**YOUR TASKS:**
1. Answer these questions from the text on hepatitis C antibody in blood donors:
(a) What is the full name of the test abbreviated RIBA?
(b) How many ELISA-positive donors were included in the study?
(c) What procedure did the 19 patients with positive or indeterminate results undergo?
2. Using the text on hepatitis C antibody in blood donors, explain why the donors' blood was also analyzed with RIBA after the ELISA.
3. Write the passage that follows the last sentence of the text on hepatitis C antibody in blood donors.

**SOURCE EXTRACT:**

------------------------------------------------------------------------

Antibody to hepatitis C virus and liver disease in volunteer blood donors
Hepatitis C virus (HCV) is the major cause of transfusion-associated hepatitis that is neither hepatitis A nor hepatitis B, and one screening test for the antibody to the virus (anti-HCV) is called the ELISA (enzyme-linked immunosorbent assay). ž
However, this test can give false-positive results, suggesting the presence of disease when, in fact, it does not exist. A more specific test is the recombinant immunoblotting assay or RIBA, which determines whether antiviral antibodies present are specifically directed against HCV. To learn more about the specificity of anti-HCV antibodies among blood donors, a study was carried out of a group of 50 donors found to be positive for HCV using ELISA. The subjects' blood was analyzed using the RIBA test. Results showed that 13 of the donors (26 percent) tested positive on RIBA analyses and 6 had indeterminate results with elevated levels of a liver enzyme that indicates disease.
Twenty patients had negative RIBA results and normal results on tests of liver enzymes. The 19 patients with positive or indeterminate results underwent liver biopsies to determine whether liver disease was present.

------------------------------------------------------------------------

**DATA EXTRACT:**
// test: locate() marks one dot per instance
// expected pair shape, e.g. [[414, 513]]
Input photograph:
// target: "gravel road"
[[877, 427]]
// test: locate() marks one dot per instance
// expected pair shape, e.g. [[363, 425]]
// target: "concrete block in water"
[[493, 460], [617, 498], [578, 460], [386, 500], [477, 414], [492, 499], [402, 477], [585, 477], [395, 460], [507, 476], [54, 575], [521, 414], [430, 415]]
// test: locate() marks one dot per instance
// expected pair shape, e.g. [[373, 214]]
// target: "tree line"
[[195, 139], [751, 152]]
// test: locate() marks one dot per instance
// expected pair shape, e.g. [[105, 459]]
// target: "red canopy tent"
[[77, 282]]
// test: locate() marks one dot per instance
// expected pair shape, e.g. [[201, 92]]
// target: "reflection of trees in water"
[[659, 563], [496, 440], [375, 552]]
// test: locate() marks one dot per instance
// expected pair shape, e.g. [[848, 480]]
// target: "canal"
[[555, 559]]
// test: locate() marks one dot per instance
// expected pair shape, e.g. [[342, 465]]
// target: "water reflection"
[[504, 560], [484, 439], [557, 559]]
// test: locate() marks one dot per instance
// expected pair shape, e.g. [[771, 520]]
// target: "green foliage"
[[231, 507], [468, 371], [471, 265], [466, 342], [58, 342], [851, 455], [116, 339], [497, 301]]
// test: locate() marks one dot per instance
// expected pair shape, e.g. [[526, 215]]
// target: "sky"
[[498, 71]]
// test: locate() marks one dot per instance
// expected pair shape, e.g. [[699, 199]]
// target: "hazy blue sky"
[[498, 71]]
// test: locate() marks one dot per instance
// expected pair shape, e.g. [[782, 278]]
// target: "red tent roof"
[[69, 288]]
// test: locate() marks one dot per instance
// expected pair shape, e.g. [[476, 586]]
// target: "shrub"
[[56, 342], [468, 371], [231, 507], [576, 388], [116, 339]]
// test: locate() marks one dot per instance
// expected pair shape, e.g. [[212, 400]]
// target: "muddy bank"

------------------------------------------------------------------------

**REPLIES:**
1.
(a) Recombinant immunoblotting assay.
(b) 50.
(c) Liver biopsies.

2. The ELISA can give false-positive results and suggest disease that does not exist. RIBA is more specific because it determines whether the antiviral antibodies present are directed specifically against HCV. Researchers used it to learn more about the specificity of anti-HCV antibodies among the donors.

3.
The 6 patients whose RIBA patterns were indeterminate had no signs of active hepatitis on biopsy. Of the 13 with positive RIBA tests, 8 were found to have chronic active hepatitis; in 2 cases, signs of cirrhosis (a condition in which fibrous tissue replaces liver tissue) were noted.
Blood donors who test HCV-positive with ELISA and then with RIBA should be referred for further medical follow-up, as they could have active liver disease. No statement can be made about those who are positive for HCV on ELISA and then negative on RIBA, as none of them underwent liver biopsy. The anti-HCV RIBA is a useful aid for identifying blood donors with underlying chronic liver disease.